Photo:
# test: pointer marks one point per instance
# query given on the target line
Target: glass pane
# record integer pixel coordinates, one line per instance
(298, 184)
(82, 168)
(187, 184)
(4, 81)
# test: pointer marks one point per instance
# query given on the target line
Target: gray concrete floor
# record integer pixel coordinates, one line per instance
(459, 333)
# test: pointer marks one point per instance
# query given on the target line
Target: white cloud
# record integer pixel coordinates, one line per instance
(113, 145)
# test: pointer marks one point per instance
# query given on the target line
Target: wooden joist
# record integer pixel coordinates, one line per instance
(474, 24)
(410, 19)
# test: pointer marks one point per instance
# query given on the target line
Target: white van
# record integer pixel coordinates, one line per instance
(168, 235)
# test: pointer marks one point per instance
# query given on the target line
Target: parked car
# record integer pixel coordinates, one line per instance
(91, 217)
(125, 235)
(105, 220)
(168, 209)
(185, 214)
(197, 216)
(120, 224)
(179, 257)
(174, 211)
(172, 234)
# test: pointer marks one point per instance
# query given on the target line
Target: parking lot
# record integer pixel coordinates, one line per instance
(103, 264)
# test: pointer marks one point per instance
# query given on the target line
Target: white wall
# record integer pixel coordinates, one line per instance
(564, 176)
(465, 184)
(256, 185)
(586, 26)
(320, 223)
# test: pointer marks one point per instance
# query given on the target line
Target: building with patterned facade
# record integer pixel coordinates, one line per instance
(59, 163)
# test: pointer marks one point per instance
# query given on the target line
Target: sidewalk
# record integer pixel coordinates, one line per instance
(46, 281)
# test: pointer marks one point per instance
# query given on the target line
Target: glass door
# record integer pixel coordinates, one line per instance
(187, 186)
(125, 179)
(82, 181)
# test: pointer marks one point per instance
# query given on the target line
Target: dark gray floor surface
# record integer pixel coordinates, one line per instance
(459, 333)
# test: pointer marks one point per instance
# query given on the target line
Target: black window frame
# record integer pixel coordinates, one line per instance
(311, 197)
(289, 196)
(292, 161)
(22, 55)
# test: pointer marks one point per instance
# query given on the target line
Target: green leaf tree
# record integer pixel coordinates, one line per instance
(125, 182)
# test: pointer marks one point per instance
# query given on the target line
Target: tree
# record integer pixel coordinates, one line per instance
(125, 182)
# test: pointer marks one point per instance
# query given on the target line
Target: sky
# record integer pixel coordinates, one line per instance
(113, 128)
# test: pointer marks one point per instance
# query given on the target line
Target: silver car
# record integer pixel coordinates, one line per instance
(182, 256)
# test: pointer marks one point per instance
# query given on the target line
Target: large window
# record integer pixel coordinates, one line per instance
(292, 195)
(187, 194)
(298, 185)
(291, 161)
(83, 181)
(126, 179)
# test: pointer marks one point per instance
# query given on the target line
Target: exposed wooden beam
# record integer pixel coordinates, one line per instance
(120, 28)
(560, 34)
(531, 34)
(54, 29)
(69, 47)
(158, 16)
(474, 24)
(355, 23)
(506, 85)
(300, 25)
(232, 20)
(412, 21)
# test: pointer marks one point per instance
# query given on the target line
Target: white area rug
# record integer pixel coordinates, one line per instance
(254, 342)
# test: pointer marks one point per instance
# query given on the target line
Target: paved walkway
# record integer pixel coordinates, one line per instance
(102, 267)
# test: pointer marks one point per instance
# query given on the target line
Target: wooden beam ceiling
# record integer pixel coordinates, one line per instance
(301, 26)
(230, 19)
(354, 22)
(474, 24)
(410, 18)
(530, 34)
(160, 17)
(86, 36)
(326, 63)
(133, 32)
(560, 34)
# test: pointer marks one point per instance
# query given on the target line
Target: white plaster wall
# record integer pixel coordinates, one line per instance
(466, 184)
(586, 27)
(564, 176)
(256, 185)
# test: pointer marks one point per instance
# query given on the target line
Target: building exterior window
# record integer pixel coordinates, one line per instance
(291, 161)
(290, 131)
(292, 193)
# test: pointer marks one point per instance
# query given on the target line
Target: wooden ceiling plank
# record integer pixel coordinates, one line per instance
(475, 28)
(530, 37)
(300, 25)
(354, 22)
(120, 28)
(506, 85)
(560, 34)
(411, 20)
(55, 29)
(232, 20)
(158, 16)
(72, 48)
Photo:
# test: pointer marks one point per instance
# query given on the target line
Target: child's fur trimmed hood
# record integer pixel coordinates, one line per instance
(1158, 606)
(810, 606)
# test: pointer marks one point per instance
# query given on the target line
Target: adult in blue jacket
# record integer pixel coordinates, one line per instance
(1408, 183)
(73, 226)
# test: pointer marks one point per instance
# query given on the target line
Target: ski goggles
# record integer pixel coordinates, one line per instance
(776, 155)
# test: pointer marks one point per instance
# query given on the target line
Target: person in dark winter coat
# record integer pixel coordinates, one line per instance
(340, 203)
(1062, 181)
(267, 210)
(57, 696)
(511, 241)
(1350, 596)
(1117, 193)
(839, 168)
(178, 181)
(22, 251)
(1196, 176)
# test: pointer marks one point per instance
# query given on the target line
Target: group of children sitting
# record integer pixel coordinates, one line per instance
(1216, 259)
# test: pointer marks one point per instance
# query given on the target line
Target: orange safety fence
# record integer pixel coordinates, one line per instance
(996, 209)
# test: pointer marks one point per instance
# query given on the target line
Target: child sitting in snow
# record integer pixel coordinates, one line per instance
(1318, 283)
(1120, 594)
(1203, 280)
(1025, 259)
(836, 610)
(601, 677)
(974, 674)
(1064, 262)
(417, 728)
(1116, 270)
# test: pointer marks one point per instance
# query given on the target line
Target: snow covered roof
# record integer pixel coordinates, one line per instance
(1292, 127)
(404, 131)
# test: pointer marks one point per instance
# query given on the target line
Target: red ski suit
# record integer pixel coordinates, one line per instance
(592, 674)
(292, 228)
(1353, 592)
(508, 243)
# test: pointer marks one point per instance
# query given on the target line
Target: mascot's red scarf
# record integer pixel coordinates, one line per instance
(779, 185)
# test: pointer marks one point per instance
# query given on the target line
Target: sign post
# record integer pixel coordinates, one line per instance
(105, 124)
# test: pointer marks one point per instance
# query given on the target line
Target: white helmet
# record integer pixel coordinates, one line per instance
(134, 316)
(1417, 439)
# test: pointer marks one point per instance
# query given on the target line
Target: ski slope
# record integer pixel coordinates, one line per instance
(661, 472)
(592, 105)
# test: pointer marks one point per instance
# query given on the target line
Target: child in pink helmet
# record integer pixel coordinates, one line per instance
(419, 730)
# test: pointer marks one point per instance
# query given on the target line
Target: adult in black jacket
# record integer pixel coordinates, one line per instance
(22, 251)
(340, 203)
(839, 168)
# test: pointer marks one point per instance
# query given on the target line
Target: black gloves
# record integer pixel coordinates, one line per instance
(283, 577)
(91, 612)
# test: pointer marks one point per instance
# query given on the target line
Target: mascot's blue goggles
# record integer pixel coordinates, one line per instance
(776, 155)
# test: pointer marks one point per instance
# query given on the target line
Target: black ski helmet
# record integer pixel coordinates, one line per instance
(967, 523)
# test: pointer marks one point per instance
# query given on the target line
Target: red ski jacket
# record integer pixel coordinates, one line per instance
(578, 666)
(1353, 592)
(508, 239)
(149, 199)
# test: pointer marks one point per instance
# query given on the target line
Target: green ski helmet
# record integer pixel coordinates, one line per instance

================

- Directions for this task:
Write the material out exactly, with nothing left out.

- Answer for the task:
Photo:
# test: pointer marks one point per instance
# query given on the target line
Target: glass pane
# record integer pixel coordinates, one line per instance
(298, 184)
(82, 168)
(187, 184)
(4, 81)
# test: pointer marks one point per instance
# query given on the target line
Target: gray concrete floor
# record integer pixel coordinates, one line per instance
(459, 333)
# test: pointer marks one point per instance
# query given on the target line
Target: white cloud
# record integer pixel coordinates, one line per instance
(113, 145)
# test: pointer marks one point per instance
# query given on the target line
Target: wooden joist
# record integer pixel coordinates, one line per instance
(474, 24)
(410, 19)
# test: pointer marks one point per instance
# query given on the target line
Target: white van
# record integer pixel coordinates, one line per instance
(168, 235)
# test: pointer marks one point per instance
# query given on the target line
Target: parked car
# record integer pixel coordinates, one line per instance
(91, 217)
(125, 235)
(105, 220)
(168, 209)
(185, 214)
(197, 216)
(120, 224)
(179, 257)
(174, 211)
(172, 234)
# test: pointer marks one point per instance
# query given on the target line
Target: parking lot
# record integer pixel coordinates, one line per instance
(103, 264)
# test: pointer marks one point per instance
# query given on the target line
Target: white wall
# record integer pixel coordinates, one line per instance
(564, 176)
(465, 184)
(256, 185)
(586, 26)
(320, 223)
# test: pointer marks one point per instance
# query given on the target line
Target: building with patterned facade
# record integer pixel coordinates, one line per instance
(59, 163)
# test: pointer marks one point per instance
# query given on the target line
Target: sidewalk
# record integer pixel coordinates, one line per instance
(46, 281)
# test: pointer marks one point per instance
# query given on the target line
Target: glass door
# record integer pixel coordinates, one line per instance
(187, 186)
(125, 179)
(82, 181)
# test: pointer marks one point per instance
# query given on the target line
Target: dark gray floor surface
# record integer pixel coordinates, one line per instance
(459, 333)
# test: pointer marks one point per instance
# query given on the target line
Target: black window frame
# record integer pixel coordinates, one line per instance
(311, 197)
(289, 196)
(292, 161)
(22, 55)
# test: pointer marks one point per instance
# query given on the target line
Target: green leaf tree
# record integer pixel coordinates, one line per instance
(125, 182)
# test: pointer marks one point per instance
# query given on the target line
Target: tree
# record integer pixel coordinates, one line per instance
(125, 182)
# test: pointer marks one point per instance
# query given on the target line
Target: sky
# record integer pixel coordinates, one line per instance
(113, 128)
# test: pointer marks one point per instance
# query given on the target line
Target: silver car
# record integer pixel coordinates, one line per instance
(182, 256)
# test: pointer marks one point per instance
# query given on the target line
Target: large window
# record integer pixel coordinates, one line per instance
(292, 195)
(187, 194)
(298, 185)
(291, 161)
(83, 181)
(126, 179)
# test: pointer marks one point per instance
# query given on the target line
Target: exposed wooden beam
# record integer pixel coordinates, one line per instance
(120, 28)
(560, 34)
(531, 34)
(54, 29)
(69, 47)
(158, 16)
(474, 24)
(355, 23)
(506, 85)
(300, 25)
(232, 20)
(412, 21)
# test: pointer marks one point per instance
# query given on the target line
Target: white area rug
# record integer pixel coordinates, one line per instance
(254, 342)
# test: pointer marks one point per instance
# query given on the target line
Target: paved walkway
# record integer pixel coordinates, one line per instance
(102, 267)
# test: pointer marks one point per instance
# query given on the target line
Target: wooden beam ceiling
# record integer pixel coordinates, one line per instance
(301, 26)
(230, 19)
(354, 22)
(474, 24)
(410, 18)
(530, 34)
(160, 17)
(86, 36)
(326, 63)
(133, 32)
(560, 34)
# test: pointer marks one point per instance
# query given on the target line
Target: white plaster wall
# record integer pixel coordinates, one line per instance
(466, 184)
(586, 27)
(564, 176)
(256, 185)
# test: pointer marks one point per instance
# query given on the target line
Target: building exterior window
# record integer pixel coordinates, one line per instance
(291, 161)
(290, 131)
(292, 193)
# test: pointer marks one point per instance
# query given on the target line
Target: wooden ceiling plank
# record integer pixel coordinates, one line per instance
(475, 28)
(530, 37)
(300, 25)
(354, 22)
(120, 28)
(506, 85)
(560, 34)
(411, 20)
(55, 29)
(232, 20)
(158, 16)
(72, 48)
Photo:
# test: pointer marks one point per instance
# query given on the target line
Target: child's fur trimmed hood
# record integer pixel coordinates, one line per instance
(1158, 606)
(810, 606)
# test: pointer marks one point per instance
# query given on the target line
Target: adult in blue jacket
# record integer pixel coordinates, one line per instance
(1408, 183)
(73, 226)
# test: pointer marks one point per instance
# query given on the target line
Target: ski goggles
# record integer pixel coordinates, one line per instance
(776, 155)
# test: pointer marks one point per instance
# query given on the target line
Target: person in dark winter coat
# record integer pixel coordinates, one line per instance
(340, 203)
(1062, 181)
(267, 210)
(57, 696)
(511, 241)
(1350, 596)
(1117, 193)
(839, 168)
(178, 181)
(22, 251)
(1196, 176)
# test: pointer marks one point per instance
# query given on the target line
Target: group of children sitting
# record integer pixel coordinates, one line per instance
(1216, 259)
# test: pointer marks one point per instance
# query given on the target line
Target: orange safety fence
# record integer pixel coordinates, one line per instance
(996, 209)
# test: pointer marks one point per instance
# query given on the target line
Target: child sitting in snow
# record integer pixel coordinates, one line per instance
(1318, 283)
(1120, 594)
(1203, 280)
(1025, 259)
(836, 610)
(601, 677)
(974, 674)
(1064, 262)
(417, 728)
(1116, 270)
# test: pointer marks one point per instance
# query given on the target line
Target: snow covered roof
# record integer pixel coordinates, one line per instance
(1292, 127)
(404, 131)
# test: pointer marks one point per instance
# query given on the target line
Target: red ski suit
# record integer pixel coordinates, one line per instance
(592, 674)
(292, 228)
(1353, 592)
(508, 243)
# test: pointer marks one point per instance
# query given on the target line
Target: mascot's red scarf
# record integer pixel coordinates, one line per instance
(779, 185)
# test: pointer marks one point per instance
# query given on the target line
Target: sign post
# record integer pixel coordinates, one line per instance
(105, 124)
# test: pointer marks one point per instance
# query given on the target line
Target: white helmet
# record integer pixel coordinates, one line per instance
(134, 316)
(1417, 439)
# test: pointer marks one point per instance
# query given on the target line
Target: ski slope
# record integer pixel coordinates, one line per instance
(661, 472)
(592, 105)
# test: pointer marks one point per instance
# query given on the target line
Target: child in pink helmet
# record integer pixel coordinates, one line per instance
(419, 730)
# test: pointer marks one point per instance
# query given on the target line
Target: adult in black jacket
# record integer pixel coordinates, one line per instance
(22, 251)
(340, 203)
(839, 168)
# test: pointer marks one point per instance
# query given on the target line
Target: black gloves
# record integer pixel coordinates, one line per instance
(283, 577)
(91, 612)
# test: pointer marks one point per instance
# query given on the target line
Target: mascot's blue goggles
# record integer pixel coordinates, one line per instance
(776, 155)
# test: pointer marks one point per instance
# query given on the target line
Target: black ski helmet
# record integer pixel coordinates, one line per instance
(967, 523)
# test: pointer marks one point per instance
# query given on the target line
Target: red ski jacket
# record integer pixel coordinates, one line per instance
(578, 666)
(1353, 592)
(508, 239)
(149, 199)
# test: pointer marks one point per instance
# query given on the target line
Target: green ski helmet
# record integer pixel coordinates, one line per instance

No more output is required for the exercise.